** Start Record excerpts **
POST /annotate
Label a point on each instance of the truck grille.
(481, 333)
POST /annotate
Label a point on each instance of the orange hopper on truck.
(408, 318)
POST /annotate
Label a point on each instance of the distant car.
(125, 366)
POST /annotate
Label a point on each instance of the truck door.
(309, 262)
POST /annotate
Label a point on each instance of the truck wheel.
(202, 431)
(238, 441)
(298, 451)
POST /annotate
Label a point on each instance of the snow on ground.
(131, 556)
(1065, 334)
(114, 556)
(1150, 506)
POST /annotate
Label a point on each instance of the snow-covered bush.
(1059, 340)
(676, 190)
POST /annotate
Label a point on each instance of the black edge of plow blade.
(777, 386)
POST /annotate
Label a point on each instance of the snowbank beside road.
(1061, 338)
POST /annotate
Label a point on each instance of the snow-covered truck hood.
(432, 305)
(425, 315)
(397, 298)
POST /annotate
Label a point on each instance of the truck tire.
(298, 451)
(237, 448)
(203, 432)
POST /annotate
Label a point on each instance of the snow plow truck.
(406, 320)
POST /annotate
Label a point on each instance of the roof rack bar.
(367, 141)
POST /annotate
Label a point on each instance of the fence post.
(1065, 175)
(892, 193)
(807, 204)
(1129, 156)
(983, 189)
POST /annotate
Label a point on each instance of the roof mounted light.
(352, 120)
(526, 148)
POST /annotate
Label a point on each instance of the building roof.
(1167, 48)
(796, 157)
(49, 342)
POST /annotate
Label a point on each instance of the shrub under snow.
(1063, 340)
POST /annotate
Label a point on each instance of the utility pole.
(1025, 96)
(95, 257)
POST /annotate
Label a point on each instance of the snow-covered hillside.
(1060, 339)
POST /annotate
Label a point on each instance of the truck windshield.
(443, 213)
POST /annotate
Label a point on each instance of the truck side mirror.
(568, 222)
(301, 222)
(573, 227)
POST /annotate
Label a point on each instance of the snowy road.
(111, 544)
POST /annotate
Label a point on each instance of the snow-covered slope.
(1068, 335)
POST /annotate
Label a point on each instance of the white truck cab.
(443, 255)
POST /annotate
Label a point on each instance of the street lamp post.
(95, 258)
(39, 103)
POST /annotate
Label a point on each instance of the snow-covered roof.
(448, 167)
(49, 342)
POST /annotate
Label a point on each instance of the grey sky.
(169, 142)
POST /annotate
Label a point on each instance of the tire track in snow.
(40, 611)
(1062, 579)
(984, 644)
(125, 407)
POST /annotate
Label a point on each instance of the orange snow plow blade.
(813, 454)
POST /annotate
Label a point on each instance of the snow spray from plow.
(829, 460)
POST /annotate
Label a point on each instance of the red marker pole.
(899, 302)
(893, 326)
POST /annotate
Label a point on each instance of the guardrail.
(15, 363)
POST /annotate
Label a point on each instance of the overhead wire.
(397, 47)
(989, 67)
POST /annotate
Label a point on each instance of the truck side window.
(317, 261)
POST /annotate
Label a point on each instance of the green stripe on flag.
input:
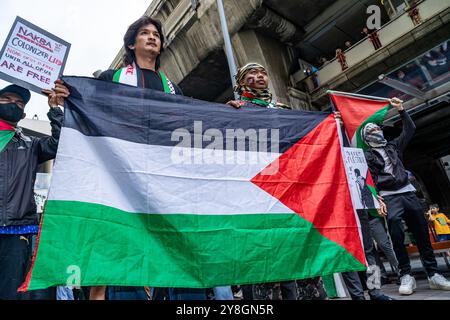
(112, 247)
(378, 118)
** End Record excerpts **
▸ Your objective
Count the lines in the rows above that contain the word "roof". Reply with that number alone.

▸ In response
4